• Activities
• A. Translate this sentence from the passage on NF1 vasculopathy into Spanish: "Most patients with NF1 vascular abnormalities are asymptomatic."
• B. Carry on the passage on NF1 vasculopathy, beginning right after its last sentence.

• Passage shown
NF1-vasculopathy includes stenosis, aneurysms and arteriovenous malformations occurring in patients with NF1 [3, 5]. It is an underestimated complication because a diagnosis is usually made only in patients with specific clinical manifestations. The prevalence of vascular lesions in NF1 ranges from 0,4% to 6,4% of all patients . The most common site of involvement is renal artery, which tends to be more frequently stenotic than aneurysmal ; in Oderich et al. , 76 vascular abnormalities were diagnosed in 31 patients (mean age 38 ± 16 years): only 4% was RAA, while renal artery stenosis accounted for about 12% of all the vascular abnormalities. Other vessels could be affected, such as cerebral, carotid and aortic arteries. Most patients with NF1 vascular abnormalities are asymptomatic. When the renal arteries are involved, hypertension is the most frequent presentation . Both renal artery stenosis and aneurysm can cause renovascular hypertension [8,9,10]; the pathogenesis of hypertension in renal artery stenosis is well-known (linked to activation of renin-angiotensin-aldosterone system), while the association between RAA and hypertension is not clearly understood, probably related to altered renal flow from kinking or torsion that causes decreased kidney perfusion [11, 12]. Several pathogenetic hypotheses about NF1 vasculopathy were postulated . Some authors suggested that intimal thickening in NF1 vasculopathy is the result of proliferation of Schawann cells within the artery or it depends on compression or invasion by neural tumors. Another theory is related to neurofibromin deficiency; it has been demonstrated by immunohistochemistry that neurofibromin is expressed by endothelial and smooth muscle cells  and its deficiency may cause proliferation within vessel wall, a process analogous to that which produces cutaneous neurofibromas . A genotype-phenotype correlation, between a specific pathogenic variant in NF1 gene and vasculopathy, has not yet been found . To our best knowledge, there is no other case of RAA in a child with NF1 reported in current literature. A few cases of RAA in adults NF1 patients have been described, often complicated by hypertension [8,9,10]; spontaneous rupture without risk factors may occur, with four cases reported [16,17,18,19].
For the diagnosis of renal artery abnormalities in patients with NF1, the first-line imaging technique is color-doppler ultrasonography. This procedure is non-invasive and commonly accepted by pediatric patients; it could be used as an instrument of screening in asymptomatic NF1 patients and a follow-up tool in children with any known renal abnormalities. The limitation of color-doppler ultrasonography includes poor cooperation and difficulty in visualizing the entire renal artery due to overlying bowel gas . Other diagnostic modalities are computed tomography, magnetic resonance imaging, and arteriography. In our asymptomatic case, renal color-doppler ultrasound, performed as a screening tool in a patient with NF1, was very useful in the diagnosis of RAA.

• Given material
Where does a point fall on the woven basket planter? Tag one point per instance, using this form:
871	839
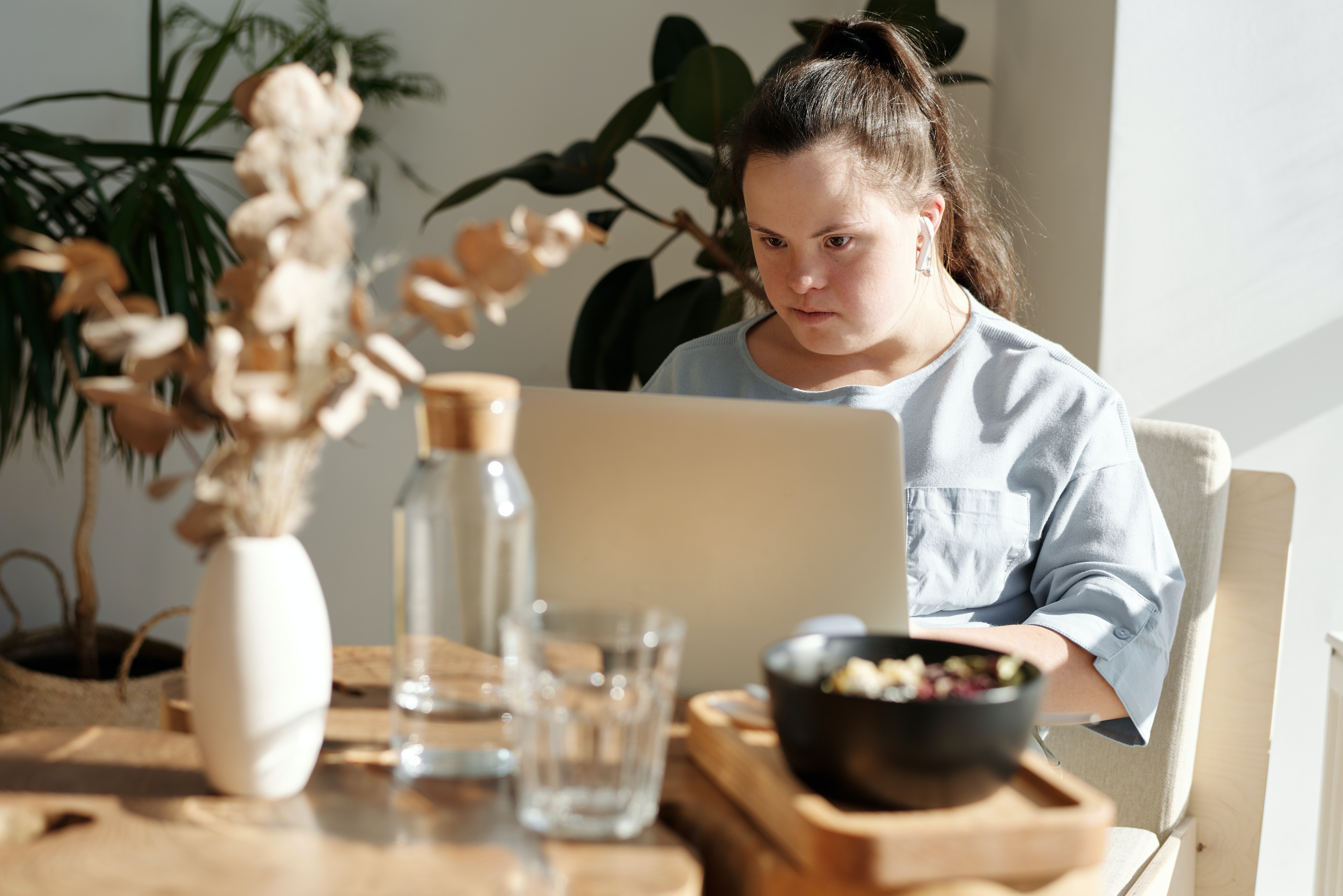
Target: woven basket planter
40	700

• Numbered responses
• A. La mayoría de los pacientes con anomalías vasculares de la NF1 son asintomáticos.

• B.
As regards treatment, it depends on the type of renal abnormality and the associated symptoms. Firstly, children with hypertension can be managed conservatively through medical therapy; if blood pressure is poorly controlled with anti-hypertensive drugs, surgical intervention is warranted . In the case of RAA, the indications for endovascular treatment (stent-grafting or coil embolization) are size > 2 cm, female gender within childbearing age, symptoms like pain, hematuria, medically refractory hypertension including that associated with functionally important renal artery stenosis, thromboembolism, dissection and rupture . In our case, coil embolization is required because of the presence of a dissecting aneurysm, with an elevated risk of spontaneous rupture. The complications of endovascular procedures include renal infarction, pain, hypertension, and fever. As observed in our case, hypertension occurs after coil embolization, most likely secondary to partial renal infarction. A close surveillance of blood pressure in these patients is needed in order to reveal either the onset of hypertension or the worsening of preexisting hypertension .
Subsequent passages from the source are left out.